— start DATA FOR PROCESSING —
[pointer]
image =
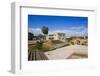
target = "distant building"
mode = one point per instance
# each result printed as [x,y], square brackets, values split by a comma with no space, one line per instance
[56,36]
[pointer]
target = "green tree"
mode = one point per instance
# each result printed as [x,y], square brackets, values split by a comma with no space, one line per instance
[30,36]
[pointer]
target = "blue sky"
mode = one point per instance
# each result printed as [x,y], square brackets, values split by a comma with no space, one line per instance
[67,24]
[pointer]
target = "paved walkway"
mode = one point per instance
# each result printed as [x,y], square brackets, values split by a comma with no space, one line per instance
[65,52]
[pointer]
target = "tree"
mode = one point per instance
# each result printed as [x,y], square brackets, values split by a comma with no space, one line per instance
[30,36]
[45,30]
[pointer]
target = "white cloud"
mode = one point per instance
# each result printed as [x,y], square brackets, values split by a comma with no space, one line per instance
[74,31]
[35,31]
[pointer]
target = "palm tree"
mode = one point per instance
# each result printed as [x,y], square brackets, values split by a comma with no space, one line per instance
[45,30]
[30,36]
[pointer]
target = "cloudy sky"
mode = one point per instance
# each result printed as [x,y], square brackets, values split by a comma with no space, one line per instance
[72,26]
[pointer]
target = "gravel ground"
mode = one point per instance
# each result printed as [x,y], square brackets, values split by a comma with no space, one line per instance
[65,52]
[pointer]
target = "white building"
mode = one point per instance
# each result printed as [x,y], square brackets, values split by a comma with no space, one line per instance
[56,36]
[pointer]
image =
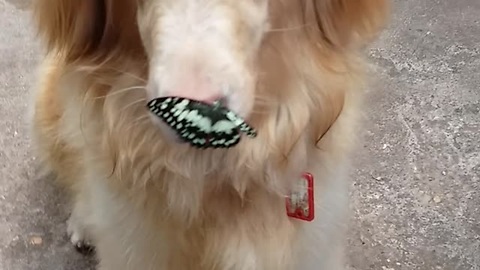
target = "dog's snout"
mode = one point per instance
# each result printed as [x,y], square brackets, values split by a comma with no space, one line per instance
[195,86]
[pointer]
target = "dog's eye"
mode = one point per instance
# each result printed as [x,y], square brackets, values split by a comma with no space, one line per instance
[202,125]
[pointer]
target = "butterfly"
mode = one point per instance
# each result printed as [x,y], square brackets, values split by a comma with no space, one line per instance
[201,124]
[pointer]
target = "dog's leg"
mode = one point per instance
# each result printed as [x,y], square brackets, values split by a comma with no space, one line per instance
[54,151]
[77,228]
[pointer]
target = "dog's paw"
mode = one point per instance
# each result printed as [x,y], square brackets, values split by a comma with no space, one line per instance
[78,237]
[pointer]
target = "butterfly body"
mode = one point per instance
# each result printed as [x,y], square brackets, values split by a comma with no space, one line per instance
[200,124]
— end DATA FOR PROCESSING —
Print the records word for word and exclude any picture they hold.

▶ **FULL ANSWER**
[pointer]
image =
target = "distant building"
mode = one point per instance
# each result printed as [x,y], square brackets, values split by a comma with no space, one line per instance
[56,36]
[pointer]
target = "green tree"
mode = one point per instance
# each result printed as [x,y], square brackets, values split by a comma with no space, one line per instance
[30,36]
[pointer]
target = "blue sky"
mode = one point per instance
# each result printed as [x,y], square brackets, values split by a comma with no space, one line per instance
[67,24]
[pointer]
target = "paved walkway"
mode = one point per instance
# each result printed as [x,y], square brackets, values split by a comma with no space, one line per instance
[65,52]
[pointer]
target = "tree"
mode = one point per instance
# each result printed as [x,y], square brackets, values split by a comma with no space, one line per instance
[30,36]
[45,30]
[pointer]
target = "white cloud"
mode = one point per instance
# each result printed as [x,y], square brackets, values split by a comma with no space, one line per instance
[74,31]
[35,31]
[pointer]
target = "palm tree"
mode = one point per instance
# each result printed as [x,y], square brackets, values split by a comma with no space, one line per instance
[45,30]
[30,36]
[pointer]
target = "cloudy sky"
mode = one point per instance
# each result printed as [x,y], square brackets, values split by a comma with no space, one line per instance
[72,26]
[pointer]
target = "gravel ground"
mode = one point per instance
# each result printed as [x,y], square brackets, values split by a comma with no space, one line per instance
[65,52]
[pointer]
target = "white building"
mode = one point per instance
# each result printed as [x,y], square brackets, values split by a comma with no space, one line per instance
[56,36]
[pointer]
image =
target = "dog's snout"
mode = one point per instance
# each result printed as [x,y], square brackets, values split by a comma with no space, one line per instance
[195,86]
[pointer]
target = "dog's eye"
mode = one point per instance
# each result printed as [x,y], square brackets, values split by a comma with no space, one line per instance
[202,125]
[pointer]
target = "butterfly"
mode = one point per instance
# each result printed as [x,y], square brackets, values split by a comma with no space, one line per instance
[201,124]
[pointer]
target = "dog's leg"
mode = one point per instance
# each result printed as [x,y], square brackets, values split by a comma with no space, one line per instance
[54,151]
[77,228]
[pointer]
target = "dog's paw"
mode = one point per instance
# each result printed as [x,y], square brackets, values split by a comma with no space, one line per instance
[78,237]
[pointer]
target = "butterfly body"
mode = one point per instance
# each result printed as [x,y], square brackets, values split by a comma with no space, one line per instance
[200,124]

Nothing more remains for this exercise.